# [Challenge]
Write out only the lines running from the one that contains "Target: string light on tree" to the end of the material, both ends included.

(Items listed in a dataset)
------------------------------

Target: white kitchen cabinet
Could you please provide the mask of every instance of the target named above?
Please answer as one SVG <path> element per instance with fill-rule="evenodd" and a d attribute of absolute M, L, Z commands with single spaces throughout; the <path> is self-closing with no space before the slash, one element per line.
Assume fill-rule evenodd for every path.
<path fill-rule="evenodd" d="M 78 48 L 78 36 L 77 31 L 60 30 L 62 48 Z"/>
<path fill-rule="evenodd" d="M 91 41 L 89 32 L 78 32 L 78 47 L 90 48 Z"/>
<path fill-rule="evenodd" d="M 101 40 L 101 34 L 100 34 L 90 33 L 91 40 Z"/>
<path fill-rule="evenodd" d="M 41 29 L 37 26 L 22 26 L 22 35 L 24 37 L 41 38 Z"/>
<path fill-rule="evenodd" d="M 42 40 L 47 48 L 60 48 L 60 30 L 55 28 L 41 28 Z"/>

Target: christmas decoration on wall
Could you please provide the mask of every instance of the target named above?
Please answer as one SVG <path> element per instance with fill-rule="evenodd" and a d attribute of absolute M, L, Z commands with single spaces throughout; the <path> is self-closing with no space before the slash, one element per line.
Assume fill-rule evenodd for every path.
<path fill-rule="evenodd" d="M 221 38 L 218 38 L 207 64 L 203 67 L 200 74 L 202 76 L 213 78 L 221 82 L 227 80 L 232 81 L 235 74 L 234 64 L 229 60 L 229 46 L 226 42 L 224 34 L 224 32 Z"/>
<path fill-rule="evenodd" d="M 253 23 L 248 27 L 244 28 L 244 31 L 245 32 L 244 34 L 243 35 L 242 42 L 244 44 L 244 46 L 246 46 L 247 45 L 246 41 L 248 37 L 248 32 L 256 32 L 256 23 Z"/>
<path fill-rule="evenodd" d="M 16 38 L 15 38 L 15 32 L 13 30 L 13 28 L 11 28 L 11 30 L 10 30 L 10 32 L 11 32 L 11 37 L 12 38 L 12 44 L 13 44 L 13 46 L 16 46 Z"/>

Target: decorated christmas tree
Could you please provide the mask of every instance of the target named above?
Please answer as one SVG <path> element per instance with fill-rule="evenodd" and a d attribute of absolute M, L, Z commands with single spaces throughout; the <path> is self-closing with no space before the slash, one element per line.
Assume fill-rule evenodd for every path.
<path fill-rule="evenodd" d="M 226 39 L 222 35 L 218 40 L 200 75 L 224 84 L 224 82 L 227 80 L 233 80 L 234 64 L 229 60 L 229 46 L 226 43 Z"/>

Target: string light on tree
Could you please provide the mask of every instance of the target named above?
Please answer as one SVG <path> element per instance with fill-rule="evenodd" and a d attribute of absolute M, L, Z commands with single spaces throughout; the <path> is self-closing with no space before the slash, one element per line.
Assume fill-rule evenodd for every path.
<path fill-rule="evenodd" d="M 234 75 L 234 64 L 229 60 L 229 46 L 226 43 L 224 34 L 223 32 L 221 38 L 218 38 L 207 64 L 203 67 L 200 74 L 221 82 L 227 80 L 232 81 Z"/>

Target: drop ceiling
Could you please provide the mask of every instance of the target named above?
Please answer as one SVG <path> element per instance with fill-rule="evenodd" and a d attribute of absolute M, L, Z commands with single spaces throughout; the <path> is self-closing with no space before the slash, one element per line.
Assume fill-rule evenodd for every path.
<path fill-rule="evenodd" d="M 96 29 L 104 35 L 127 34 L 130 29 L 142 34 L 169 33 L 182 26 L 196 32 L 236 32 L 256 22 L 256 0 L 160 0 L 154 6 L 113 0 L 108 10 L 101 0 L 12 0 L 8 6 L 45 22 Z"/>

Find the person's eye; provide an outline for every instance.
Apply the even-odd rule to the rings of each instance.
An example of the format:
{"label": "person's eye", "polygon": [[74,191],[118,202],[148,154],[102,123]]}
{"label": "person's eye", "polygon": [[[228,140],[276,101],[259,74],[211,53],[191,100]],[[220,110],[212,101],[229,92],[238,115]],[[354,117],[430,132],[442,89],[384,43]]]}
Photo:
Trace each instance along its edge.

------------------------------

# [Expected output]
Target: string light on tree
Could you please provide the mask of every instance of the target named above?
Please answer as one SVG <path> element per instance with fill-rule="evenodd" and a d attribute of absolute M, L, Z commands with single spaces throughout; the <path> is self-closing with no space before the slash, one element per line.
Assume fill-rule evenodd for every path.
<path fill-rule="evenodd" d="M 234 75 L 234 64 L 229 60 L 229 46 L 226 43 L 224 34 L 223 32 L 221 38 L 218 38 L 207 64 L 203 67 L 200 74 L 221 82 L 227 80 L 232 81 Z"/>

Target: drop ceiling
Could you please provide the mask of every instance of the target named above?
Please answer as one SVG <path> element per instance with fill-rule="evenodd" and a d attribute of absolute M, L, Z commands with single spaces throughout; the <path> is self-closing with no space before the slash, one element per line.
Assume fill-rule evenodd for every path.
<path fill-rule="evenodd" d="M 96 29 L 104 35 L 127 34 L 130 29 L 142 34 L 169 33 L 182 26 L 196 32 L 236 32 L 256 22 L 256 0 L 160 0 L 154 6 L 113 0 L 108 10 L 101 0 L 12 0 L 8 6 L 45 22 Z"/>

Find the person's eye; provide an outline for every instance.
Apply the even-odd rule to the rings of each instance.
An example of the format:
{"label": "person's eye", "polygon": [[74,191],[118,202],[148,154],[102,123]]}
{"label": "person's eye", "polygon": [[[228,140],[276,101],[259,74],[211,53],[191,100]],[[220,110],[212,101],[229,92],[238,115]],[[354,117],[430,132],[442,89],[384,43]]]}
Photo:
Trace each instance along its edge.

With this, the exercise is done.